Can you copy the items from the start through the line containing "258L168 251L191 220L183", changing "tall reed" to "bulrush" and leaving everything else the same?

Records from a collection:
========

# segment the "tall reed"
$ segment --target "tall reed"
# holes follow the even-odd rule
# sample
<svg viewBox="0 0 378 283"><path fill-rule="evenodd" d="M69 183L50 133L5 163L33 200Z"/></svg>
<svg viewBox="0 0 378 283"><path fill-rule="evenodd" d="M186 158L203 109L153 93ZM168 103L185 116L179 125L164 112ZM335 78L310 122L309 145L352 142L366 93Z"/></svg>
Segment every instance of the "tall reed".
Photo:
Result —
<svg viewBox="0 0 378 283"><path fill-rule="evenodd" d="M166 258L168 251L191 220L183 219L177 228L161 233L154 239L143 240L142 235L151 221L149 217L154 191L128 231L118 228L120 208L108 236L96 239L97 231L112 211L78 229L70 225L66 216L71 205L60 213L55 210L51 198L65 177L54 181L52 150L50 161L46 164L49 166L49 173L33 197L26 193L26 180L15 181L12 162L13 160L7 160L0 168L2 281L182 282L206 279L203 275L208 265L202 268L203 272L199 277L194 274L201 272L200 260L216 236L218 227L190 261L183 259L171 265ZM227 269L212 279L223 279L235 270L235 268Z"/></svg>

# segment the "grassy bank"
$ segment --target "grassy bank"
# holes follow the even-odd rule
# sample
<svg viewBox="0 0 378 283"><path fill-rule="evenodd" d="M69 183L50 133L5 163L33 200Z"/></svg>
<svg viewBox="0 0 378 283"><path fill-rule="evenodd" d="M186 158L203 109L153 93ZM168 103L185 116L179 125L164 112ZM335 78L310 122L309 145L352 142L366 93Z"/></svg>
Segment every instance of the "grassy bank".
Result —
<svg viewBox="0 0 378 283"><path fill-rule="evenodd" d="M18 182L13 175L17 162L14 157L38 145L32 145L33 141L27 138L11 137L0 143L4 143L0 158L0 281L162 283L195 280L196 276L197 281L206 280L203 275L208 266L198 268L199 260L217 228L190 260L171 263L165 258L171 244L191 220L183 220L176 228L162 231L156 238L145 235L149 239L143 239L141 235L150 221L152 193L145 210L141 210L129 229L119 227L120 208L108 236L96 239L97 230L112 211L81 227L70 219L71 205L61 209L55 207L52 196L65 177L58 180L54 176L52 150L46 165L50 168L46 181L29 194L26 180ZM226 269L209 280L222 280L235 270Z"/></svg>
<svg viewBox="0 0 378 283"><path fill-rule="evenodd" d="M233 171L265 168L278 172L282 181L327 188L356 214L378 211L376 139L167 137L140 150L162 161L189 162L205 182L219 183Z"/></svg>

========

Answer to the problem:
# segment the "bulrush"
$ segment --target "bulrush"
# holes follow the even-odd rule
# sample
<svg viewBox="0 0 378 283"><path fill-rule="evenodd" d="M69 183L50 133L5 163L33 200Z"/></svg>
<svg viewBox="0 0 378 283"><path fill-rule="evenodd" d="M186 158L203 109L153 93ZM168 103L185 116L179 125L164 112ZM335 78L310 122L309 145L352 142L366 93Z"/></svg>
Segment every instance of the "bulrush".
Photo:
Result —
<svg viewBox="0 0 378 283"><path fill-rule="evenodd" d="M166 258L168 251L191 220L183 219L177 228L161 233L154 239L143 240L142 235L151 221L149 217L154 191L128 231L118 228L120 208L108 236L96 239L97 231L112 211L78 229L70 225L66 216L71 205L60 213L55 210L51 198L65 177L54 181L52 150L50 161L46 164L49 166L49 173L33 197L26 193L26 180L15 181L12 162L13 160L7 160L0 168L2 281L182 282L206 279L203 275L208 265L202 268L203 272L199 277L194 274L201 272L200 260L216 236L218 227L190 261L183 259L171 265ZM227 269L212 279L223 279L235 270L235 268Z"/></svg>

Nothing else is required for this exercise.